— begin MATERIAL TO PROCESS —

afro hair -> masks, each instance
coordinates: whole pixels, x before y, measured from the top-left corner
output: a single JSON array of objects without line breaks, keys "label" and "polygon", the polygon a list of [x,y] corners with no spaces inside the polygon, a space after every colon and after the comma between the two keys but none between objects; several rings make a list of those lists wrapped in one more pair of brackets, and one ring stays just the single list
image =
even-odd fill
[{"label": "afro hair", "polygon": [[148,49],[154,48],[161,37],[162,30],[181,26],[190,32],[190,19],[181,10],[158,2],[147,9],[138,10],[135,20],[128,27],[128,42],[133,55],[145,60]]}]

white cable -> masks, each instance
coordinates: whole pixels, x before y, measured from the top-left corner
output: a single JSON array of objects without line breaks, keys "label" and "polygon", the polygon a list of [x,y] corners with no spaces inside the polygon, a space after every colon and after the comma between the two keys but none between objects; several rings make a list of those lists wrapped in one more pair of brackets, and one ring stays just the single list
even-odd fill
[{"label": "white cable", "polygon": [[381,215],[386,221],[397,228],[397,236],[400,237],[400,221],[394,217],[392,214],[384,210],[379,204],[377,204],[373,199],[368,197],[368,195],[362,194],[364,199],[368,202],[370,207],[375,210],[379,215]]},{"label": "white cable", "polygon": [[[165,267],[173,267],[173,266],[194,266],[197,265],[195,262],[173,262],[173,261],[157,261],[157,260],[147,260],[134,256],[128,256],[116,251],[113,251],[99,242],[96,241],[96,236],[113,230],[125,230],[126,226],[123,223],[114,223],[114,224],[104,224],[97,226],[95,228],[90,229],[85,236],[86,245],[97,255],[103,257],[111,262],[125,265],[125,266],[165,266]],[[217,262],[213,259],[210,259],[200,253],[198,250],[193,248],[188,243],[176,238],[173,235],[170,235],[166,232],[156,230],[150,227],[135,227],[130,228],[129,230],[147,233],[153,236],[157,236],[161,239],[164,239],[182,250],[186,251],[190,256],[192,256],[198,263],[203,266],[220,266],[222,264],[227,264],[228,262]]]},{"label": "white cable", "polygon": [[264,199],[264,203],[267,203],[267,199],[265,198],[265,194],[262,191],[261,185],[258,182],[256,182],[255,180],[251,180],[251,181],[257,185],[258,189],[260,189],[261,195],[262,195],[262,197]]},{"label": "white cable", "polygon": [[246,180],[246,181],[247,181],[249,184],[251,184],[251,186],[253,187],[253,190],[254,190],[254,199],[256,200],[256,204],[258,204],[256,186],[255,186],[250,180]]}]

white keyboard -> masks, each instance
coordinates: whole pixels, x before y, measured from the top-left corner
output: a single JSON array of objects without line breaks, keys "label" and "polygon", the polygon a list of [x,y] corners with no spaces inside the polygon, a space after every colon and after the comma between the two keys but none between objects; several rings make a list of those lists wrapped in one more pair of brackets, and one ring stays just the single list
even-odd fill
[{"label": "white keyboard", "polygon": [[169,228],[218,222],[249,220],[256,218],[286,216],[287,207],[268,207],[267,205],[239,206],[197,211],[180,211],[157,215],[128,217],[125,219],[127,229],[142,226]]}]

— end MATERIAL TO PROCESS —

THE REQUEST =
Gather all the lines above that contain the word "each", and copy them out in full.

COMPLETED EXERCISE =
afro hair -> masks, each instance
white cable -> masks, each instance
white keyboard -> masks, each instance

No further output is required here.